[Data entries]

*-*-*

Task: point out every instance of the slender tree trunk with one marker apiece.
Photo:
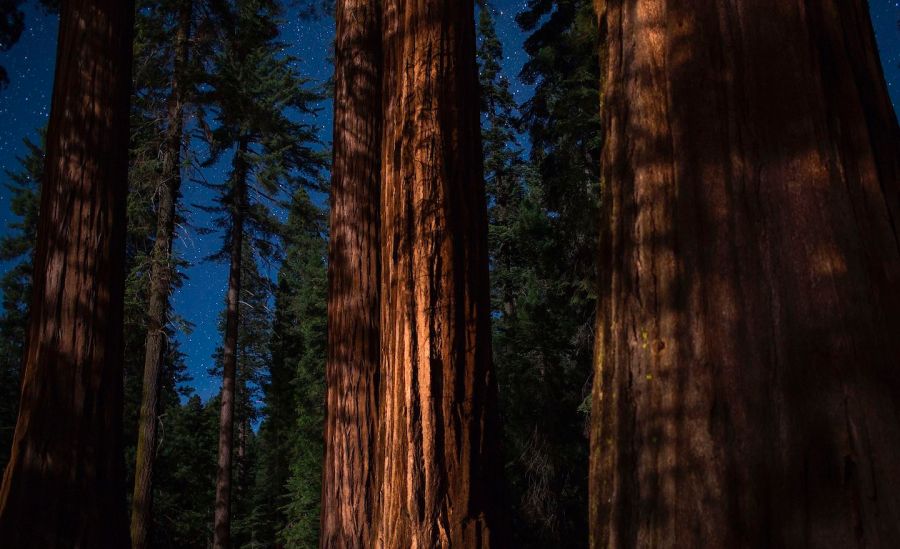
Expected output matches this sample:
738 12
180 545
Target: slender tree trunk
348 484
747 391
438 440
64 484
161 285
222 532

*-*-*

● **What the task requires**:
Please reproduce the data above word for word, skipping all images.

● **The completed task**:
Task: point out every instance of the slender tree trunk with one marker apiece.
Photo:
Expected output matches this sample:
738 12
180 545
Target: slender tree trunk
348 484
747 391
438 440
64 484
161 285
222 532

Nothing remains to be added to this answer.